═════ Material provided

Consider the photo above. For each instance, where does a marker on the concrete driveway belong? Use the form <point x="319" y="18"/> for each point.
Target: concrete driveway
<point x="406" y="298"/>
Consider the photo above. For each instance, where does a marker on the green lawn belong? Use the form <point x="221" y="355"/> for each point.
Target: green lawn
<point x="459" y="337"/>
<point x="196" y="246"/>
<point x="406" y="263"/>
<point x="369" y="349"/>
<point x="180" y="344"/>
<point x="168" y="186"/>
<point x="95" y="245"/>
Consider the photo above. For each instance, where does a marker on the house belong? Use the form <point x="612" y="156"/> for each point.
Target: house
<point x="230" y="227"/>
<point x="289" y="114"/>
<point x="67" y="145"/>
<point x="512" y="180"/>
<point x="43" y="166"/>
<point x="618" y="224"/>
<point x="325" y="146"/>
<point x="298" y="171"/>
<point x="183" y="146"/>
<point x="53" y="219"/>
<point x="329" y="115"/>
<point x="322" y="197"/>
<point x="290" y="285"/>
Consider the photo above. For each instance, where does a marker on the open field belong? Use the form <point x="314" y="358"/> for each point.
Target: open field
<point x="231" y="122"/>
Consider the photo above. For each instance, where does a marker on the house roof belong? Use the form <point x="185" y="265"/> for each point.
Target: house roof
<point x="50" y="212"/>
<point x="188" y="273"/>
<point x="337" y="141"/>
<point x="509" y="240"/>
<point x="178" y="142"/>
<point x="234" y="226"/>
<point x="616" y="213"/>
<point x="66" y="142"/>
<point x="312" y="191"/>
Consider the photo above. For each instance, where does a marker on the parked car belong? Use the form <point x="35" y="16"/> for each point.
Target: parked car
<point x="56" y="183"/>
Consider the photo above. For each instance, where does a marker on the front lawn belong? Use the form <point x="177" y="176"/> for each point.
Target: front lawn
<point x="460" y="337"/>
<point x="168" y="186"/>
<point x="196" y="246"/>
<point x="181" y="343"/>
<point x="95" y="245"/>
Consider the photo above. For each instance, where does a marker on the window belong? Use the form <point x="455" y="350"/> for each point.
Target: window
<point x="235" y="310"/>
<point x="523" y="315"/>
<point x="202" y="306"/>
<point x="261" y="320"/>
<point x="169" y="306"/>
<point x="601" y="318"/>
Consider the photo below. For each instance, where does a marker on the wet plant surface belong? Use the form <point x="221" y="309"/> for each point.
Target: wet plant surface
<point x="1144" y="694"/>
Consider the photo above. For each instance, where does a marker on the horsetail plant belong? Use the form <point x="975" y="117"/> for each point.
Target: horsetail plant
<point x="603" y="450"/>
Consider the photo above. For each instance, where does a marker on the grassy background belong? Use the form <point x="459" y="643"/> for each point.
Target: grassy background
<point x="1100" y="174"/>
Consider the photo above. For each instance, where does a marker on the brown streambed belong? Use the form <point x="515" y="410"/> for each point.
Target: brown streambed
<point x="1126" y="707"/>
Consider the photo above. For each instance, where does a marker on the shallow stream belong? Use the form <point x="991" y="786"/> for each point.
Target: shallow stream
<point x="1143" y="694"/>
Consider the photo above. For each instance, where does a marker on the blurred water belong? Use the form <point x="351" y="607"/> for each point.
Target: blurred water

══════════

• _Task to complete_
Each line from the one containing "Target: shallow stream" to the end of the entries above should be copied exactly, and no other line.

• _Finished exercise_
Target: shallow stream
<point x="1143" y="694"/>
Consider the photo above. For each instance, where does a marker on the blurred water belong? Use the form <point x="351" y="607"/> for each point.
Target: blurred water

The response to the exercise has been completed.